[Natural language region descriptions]

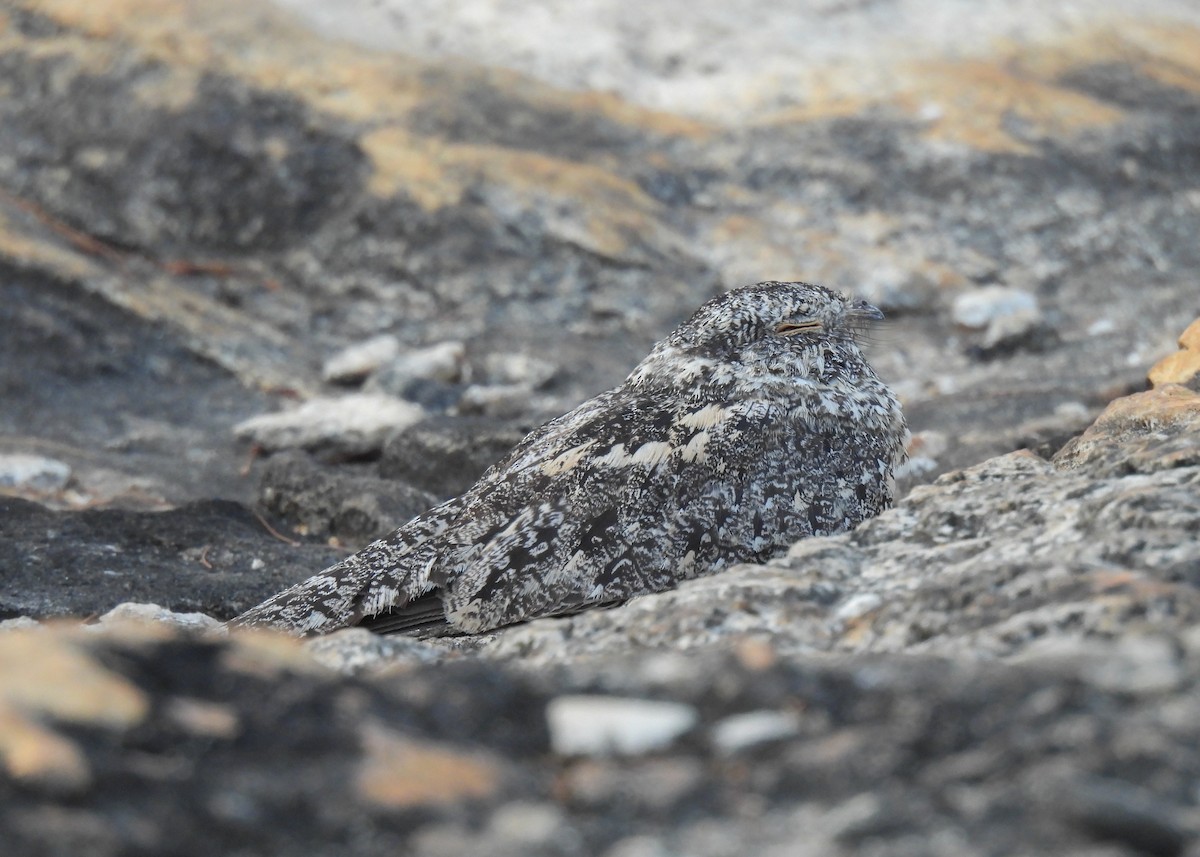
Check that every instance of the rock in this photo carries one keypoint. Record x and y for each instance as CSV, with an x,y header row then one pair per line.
x,y
358,651
216,558
453,756
742,731
348,426
204,201
603,725
981,307
1005,552
445,361
1183,366
323,502
33,472
154,615
357,361
447,455
519,369
1141,433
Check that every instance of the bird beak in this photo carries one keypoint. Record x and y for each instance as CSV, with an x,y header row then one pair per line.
x,y
863,311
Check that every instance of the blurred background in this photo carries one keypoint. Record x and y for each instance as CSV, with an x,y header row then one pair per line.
x,y
474,215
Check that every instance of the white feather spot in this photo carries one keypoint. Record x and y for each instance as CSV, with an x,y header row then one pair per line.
x,y
706,418
652,454
568,460
696,449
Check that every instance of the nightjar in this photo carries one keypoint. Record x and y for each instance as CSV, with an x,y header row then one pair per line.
x,y
755,424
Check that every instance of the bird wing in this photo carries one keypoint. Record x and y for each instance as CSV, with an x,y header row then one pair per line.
x,y
631,499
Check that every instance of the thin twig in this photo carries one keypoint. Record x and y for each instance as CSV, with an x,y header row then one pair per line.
x,y
273,531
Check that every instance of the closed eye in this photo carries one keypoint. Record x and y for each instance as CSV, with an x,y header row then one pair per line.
x,y
792,328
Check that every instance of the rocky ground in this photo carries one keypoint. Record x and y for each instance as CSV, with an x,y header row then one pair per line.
x,y
271,281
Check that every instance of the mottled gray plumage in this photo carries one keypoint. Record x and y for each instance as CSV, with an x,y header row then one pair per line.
x,y
755,424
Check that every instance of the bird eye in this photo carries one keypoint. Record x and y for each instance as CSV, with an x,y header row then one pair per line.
x,y
792,328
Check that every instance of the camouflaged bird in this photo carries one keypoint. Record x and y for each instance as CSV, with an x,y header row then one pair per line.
x,y
755,424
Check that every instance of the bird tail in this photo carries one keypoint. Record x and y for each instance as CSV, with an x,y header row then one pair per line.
x,y
384,576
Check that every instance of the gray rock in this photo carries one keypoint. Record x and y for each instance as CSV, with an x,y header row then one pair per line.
x,y
981,307
33,472
985,561
325,502
357,361
357,651
132,612
603,725
502,401
447,455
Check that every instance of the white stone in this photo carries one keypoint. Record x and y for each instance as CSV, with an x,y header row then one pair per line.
x,y
359,360
445,361
739,731
359,423
519,369
154,613
613,725
979,307
503,400
18,469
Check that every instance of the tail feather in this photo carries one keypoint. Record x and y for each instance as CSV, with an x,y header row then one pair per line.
x,y
384,576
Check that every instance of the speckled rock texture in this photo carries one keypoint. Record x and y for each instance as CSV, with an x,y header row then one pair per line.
x,y
267,214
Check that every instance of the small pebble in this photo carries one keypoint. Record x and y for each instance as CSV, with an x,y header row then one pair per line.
x,y
612,725
354,425
154,613
35,472
501,401
445,361
357,361
519,369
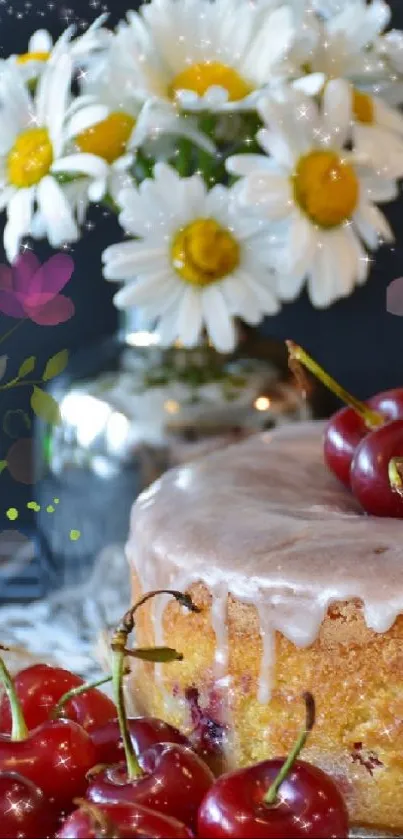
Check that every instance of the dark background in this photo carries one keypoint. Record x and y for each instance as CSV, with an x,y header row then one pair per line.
x,y
356,339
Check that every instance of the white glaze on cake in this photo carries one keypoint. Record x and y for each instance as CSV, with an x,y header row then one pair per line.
x,y
267,522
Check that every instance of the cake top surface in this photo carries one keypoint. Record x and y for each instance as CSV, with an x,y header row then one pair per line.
x,y
268,521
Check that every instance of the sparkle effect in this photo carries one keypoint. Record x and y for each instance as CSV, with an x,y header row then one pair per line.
x,y
108,139
200,77
203,252
326,188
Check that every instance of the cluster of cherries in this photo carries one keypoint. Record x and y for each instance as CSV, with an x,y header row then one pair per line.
x,y
73,766
363,443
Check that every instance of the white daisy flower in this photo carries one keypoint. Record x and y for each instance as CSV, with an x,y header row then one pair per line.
x,y
319,200
342,45
197,262
130,123
34,132
41,46
375,128
205,55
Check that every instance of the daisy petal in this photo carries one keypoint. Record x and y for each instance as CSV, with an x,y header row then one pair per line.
x,y
56,213
248,164
270,193
190,318
19,219
84,119
58,310
220,325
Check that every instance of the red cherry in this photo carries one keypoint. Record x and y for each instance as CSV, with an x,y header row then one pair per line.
x,y
124,820
347,429
276,799
144,732
174,782
39,689
349,426
56,756
375,483
310,805
25,812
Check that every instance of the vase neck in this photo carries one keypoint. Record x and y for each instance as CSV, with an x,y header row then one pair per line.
x,y
135,331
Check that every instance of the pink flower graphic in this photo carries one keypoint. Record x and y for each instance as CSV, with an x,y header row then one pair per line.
x,y
31,290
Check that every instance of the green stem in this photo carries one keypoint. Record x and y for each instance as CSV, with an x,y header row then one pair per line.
x,y
118,666
12,330
20,383
271,796
395,473
119,653
207,161
19,730
297,355
184,157
72,694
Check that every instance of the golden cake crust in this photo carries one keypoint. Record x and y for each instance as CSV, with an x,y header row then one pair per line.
x,y
355,674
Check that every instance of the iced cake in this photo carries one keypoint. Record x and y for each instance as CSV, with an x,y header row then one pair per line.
x,y
298,591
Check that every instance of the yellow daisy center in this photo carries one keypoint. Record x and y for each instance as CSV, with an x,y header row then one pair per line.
x,y
200,77
326,188
363,107
108,139
30,158
204,252
32,56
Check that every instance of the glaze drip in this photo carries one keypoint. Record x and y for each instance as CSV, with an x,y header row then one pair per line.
x,y
267,523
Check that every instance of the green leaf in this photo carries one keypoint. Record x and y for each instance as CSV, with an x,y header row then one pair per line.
x,y
45,407
16,423
56,365
3,365
27,367
161,655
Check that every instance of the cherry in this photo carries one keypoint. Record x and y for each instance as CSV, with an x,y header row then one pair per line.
x,y
172,780
122,821
39,689
56,756
167,777
247,805
144,732
25,812
376,471
349,426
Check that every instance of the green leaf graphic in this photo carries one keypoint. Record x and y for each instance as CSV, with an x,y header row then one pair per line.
x,y
45,407
56,365
27,367
16,423
3,365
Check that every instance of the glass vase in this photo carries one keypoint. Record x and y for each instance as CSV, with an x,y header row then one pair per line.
x,y
130,410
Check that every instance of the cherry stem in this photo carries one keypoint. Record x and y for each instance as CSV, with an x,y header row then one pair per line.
x,y
271,796
102,824
78,691
297,356
19,730
395,472
119,650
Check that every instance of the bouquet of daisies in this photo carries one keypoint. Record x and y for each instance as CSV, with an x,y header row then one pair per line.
x,y
246,146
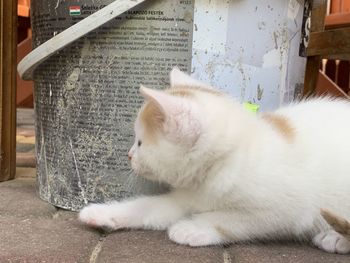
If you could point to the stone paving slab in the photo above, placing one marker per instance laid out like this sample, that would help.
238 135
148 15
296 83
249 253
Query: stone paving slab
19 198
152 247
32 230
282 253
45 240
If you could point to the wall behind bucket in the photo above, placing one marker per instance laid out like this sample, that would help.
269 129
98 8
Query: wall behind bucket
249 48
86 96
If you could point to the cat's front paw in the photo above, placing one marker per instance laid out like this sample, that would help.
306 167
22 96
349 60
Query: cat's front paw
332 242
99 215
187 232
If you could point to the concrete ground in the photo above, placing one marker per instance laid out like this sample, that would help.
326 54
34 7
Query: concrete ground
33 231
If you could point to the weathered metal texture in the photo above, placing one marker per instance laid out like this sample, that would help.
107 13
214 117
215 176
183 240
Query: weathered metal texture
250 49
86 96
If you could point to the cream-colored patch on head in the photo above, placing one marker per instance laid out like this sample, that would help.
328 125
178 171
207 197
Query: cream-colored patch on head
152 118
281 124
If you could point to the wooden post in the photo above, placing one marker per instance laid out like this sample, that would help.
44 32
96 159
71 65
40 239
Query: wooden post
8 53
318 13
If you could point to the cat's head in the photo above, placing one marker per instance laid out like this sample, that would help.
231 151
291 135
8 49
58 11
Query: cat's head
171 130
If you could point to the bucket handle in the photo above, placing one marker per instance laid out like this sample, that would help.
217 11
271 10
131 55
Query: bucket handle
28 64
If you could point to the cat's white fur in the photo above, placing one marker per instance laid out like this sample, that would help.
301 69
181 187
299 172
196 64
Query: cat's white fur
239 178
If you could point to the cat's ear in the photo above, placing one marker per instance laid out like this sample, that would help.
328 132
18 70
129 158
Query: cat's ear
179 78
179 116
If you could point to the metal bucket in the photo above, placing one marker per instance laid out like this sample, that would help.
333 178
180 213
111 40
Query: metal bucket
86 96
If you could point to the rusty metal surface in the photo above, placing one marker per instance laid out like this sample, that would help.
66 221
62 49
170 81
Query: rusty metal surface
86 96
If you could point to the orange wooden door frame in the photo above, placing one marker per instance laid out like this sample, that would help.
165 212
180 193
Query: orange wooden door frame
8 54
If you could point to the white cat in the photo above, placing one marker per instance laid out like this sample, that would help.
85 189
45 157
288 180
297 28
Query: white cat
236 176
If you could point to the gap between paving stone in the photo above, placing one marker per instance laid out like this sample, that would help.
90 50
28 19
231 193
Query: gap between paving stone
226 256
97 249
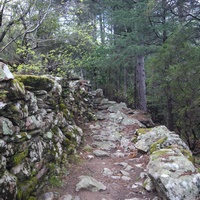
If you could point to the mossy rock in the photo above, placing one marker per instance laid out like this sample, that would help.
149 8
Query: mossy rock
27 188
142 131
32 198
156 145
188 155
36 82
3 95
17 158
16 90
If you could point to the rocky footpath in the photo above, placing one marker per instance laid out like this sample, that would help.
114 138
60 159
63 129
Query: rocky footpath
126 157
38 129
46 124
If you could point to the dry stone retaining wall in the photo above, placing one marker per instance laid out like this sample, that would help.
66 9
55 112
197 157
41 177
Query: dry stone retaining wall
38 132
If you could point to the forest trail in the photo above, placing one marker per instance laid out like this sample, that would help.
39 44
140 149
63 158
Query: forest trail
109 156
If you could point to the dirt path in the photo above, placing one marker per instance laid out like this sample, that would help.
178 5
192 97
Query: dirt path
108 155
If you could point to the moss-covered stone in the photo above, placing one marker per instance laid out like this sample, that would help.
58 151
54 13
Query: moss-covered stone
156 145
16 90
141 131
36 82
32 198
17 158
188 155
27 187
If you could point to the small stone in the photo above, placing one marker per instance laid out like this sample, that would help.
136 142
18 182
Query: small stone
66 197
128 168
116 177
148 185
119 154
90 183
107 172
126 178
124 173
90 157
48 196
124 164
100 153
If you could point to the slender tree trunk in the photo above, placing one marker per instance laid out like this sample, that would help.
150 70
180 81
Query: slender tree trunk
140 83
102 31
170 116
125 83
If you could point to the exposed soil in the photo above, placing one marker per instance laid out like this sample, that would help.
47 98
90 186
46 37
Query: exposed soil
117 188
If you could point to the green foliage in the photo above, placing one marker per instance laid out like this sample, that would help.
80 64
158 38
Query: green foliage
55 181
176 66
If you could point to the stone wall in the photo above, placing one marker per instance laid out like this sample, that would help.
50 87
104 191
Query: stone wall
38 129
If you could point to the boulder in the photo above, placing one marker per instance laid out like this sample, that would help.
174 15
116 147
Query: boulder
173 175
5 73
90 183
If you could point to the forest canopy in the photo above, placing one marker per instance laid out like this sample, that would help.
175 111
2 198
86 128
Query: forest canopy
143 52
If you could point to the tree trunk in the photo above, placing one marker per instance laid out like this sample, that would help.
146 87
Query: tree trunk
170 116
140 83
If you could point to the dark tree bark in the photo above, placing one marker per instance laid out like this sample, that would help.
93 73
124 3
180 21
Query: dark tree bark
140 83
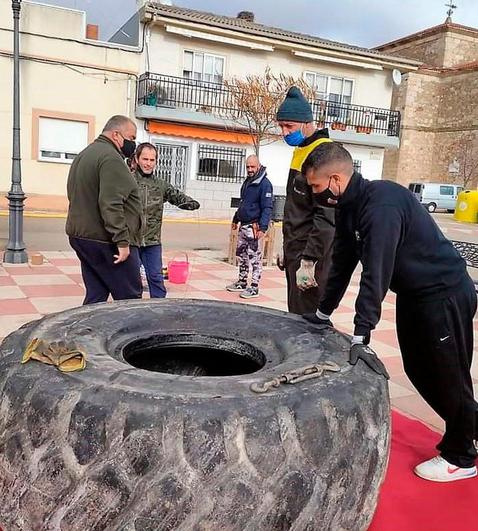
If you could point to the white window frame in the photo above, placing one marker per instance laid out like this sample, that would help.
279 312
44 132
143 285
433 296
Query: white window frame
63 155
196 53
328 83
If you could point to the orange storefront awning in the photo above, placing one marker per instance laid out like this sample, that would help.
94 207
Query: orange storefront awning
194 131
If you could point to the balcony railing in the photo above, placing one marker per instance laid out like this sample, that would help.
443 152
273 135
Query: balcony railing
158 90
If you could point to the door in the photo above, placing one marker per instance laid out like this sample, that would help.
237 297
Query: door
172 164
447 197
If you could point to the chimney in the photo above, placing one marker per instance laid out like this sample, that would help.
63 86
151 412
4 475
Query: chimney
246 15
92 31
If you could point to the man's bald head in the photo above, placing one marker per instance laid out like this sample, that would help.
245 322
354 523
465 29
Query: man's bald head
252 165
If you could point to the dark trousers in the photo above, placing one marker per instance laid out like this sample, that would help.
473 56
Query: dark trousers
298 301
152 260
436 340
102 277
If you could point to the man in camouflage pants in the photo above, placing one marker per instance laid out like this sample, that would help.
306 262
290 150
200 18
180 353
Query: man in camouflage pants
253 215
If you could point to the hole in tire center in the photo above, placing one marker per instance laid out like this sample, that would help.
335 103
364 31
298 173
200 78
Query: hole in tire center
193 355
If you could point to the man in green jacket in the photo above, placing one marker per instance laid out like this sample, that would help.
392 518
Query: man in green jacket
154 192
104 220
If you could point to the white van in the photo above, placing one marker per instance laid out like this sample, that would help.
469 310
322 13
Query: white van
436 195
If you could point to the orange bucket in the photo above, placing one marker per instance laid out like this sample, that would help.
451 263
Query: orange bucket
178 270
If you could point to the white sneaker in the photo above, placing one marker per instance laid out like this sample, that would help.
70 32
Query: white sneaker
439 469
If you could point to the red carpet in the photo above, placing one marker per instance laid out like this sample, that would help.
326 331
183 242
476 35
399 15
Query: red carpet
408 503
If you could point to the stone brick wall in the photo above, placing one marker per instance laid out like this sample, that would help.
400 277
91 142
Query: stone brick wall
448 48
460 49
430 51
437 110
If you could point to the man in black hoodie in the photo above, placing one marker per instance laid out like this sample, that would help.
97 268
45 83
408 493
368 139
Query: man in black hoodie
308 228
381 225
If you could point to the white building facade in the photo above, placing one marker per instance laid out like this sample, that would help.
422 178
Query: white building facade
182 99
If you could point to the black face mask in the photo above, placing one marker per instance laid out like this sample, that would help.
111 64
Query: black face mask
144 174
323 198
128 147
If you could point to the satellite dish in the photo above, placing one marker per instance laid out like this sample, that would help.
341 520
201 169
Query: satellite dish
396 76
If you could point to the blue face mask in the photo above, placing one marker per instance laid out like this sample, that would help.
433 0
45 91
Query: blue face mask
295 138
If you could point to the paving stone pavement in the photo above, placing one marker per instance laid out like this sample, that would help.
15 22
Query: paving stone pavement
28 292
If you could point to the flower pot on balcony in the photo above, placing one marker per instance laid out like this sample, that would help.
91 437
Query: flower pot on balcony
366 129
339 126
152 99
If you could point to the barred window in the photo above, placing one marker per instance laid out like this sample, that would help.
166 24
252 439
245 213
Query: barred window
221 164
358 166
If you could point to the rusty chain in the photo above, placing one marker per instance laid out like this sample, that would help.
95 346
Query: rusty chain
295 376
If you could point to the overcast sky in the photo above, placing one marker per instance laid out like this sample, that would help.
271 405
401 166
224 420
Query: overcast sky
362 22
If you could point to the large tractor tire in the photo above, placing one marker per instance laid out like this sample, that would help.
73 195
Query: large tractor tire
165 428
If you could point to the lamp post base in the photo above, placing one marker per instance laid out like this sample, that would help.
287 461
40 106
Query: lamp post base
15 252
15 257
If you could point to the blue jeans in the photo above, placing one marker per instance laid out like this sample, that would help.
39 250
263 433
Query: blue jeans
102 277
152 260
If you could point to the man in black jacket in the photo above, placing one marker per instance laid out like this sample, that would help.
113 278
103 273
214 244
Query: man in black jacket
308 228
382 225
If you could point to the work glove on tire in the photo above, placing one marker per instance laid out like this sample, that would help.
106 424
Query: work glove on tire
359 351
322 323
190 205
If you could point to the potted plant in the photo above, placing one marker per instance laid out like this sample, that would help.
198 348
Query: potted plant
321 120
365 125
151 97
339 126
366 129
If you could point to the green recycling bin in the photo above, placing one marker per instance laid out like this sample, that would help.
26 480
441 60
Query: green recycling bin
467 206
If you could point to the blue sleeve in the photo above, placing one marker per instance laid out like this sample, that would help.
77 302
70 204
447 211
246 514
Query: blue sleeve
266 200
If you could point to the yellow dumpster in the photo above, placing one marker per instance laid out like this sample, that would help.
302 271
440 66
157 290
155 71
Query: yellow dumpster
467 206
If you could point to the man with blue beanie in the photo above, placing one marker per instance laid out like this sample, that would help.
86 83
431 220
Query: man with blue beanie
308 228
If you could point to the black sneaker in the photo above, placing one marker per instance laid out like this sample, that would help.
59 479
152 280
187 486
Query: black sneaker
236 286
250 293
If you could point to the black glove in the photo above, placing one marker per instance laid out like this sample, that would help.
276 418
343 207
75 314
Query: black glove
190 205
312 318
358 351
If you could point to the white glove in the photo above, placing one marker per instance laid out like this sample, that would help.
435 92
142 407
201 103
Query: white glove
305 275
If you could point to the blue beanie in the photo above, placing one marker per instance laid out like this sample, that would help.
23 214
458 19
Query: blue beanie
295 108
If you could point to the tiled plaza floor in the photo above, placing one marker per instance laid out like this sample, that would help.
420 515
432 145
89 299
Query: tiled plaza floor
28 292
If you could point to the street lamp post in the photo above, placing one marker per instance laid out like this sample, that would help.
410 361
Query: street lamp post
15 252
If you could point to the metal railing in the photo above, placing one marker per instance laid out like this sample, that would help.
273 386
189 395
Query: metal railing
159 90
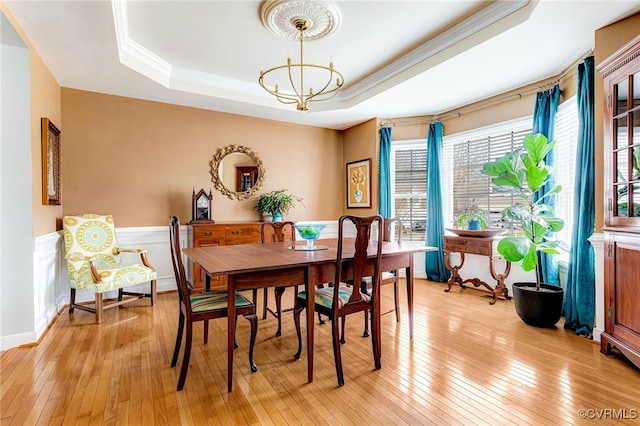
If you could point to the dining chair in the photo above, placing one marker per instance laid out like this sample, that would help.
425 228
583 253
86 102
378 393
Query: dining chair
94 263
341 300
277 232
392 232
202 307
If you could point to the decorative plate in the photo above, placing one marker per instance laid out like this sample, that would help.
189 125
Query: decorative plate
483 233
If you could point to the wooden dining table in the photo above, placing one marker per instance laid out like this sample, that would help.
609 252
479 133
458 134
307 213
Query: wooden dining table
255 266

Exercise directions:
With the pictures left out, please output each line from the one containing "Query: white glove" through the end of the entries, exactly as it is.

Output for this task:
Query: white glove
305 275
If you could point to the blue beanie in the photo above, placing one marker per instance laid out like this sample, that would help.
23 214
458 19
Query: blue beanie
295 108
If you could point to the tiled plaza floor in the photo above, placing one marker per instance laid out like this sample, that would help.
420 515
432 145
89 299
Query: tiled plaza floor
28 292
If you could point to the street lamp post in the photo above, placing one marker per instance laid out like this sample, that would help.
410 361
Query: street lamp post
15 252
If you could point to the metal railing in the photo above, placing one marker per instance laid out like this sample, that would help.
273 386
189 395
Query: metal railing
159 90
If you could point to the dining chair in the photo above, placing one marker per instance laid out like this sample, that would help.
425 228
583 253
86 102
378 393
Query: dining chair
94 263
341 300
277 232
392 232
202 307
If you could point to the decorative plate in the photo above, placing one marker per instance laid out like this sample, that would help.
189 125
Query: decorative plate
483 233
If you could point to the wooden dining table in the photo above, placing one marker per instance laid out like this sample, that would help.
609 252
479 133
458 134
307 213
Query: wooden dining table
255 266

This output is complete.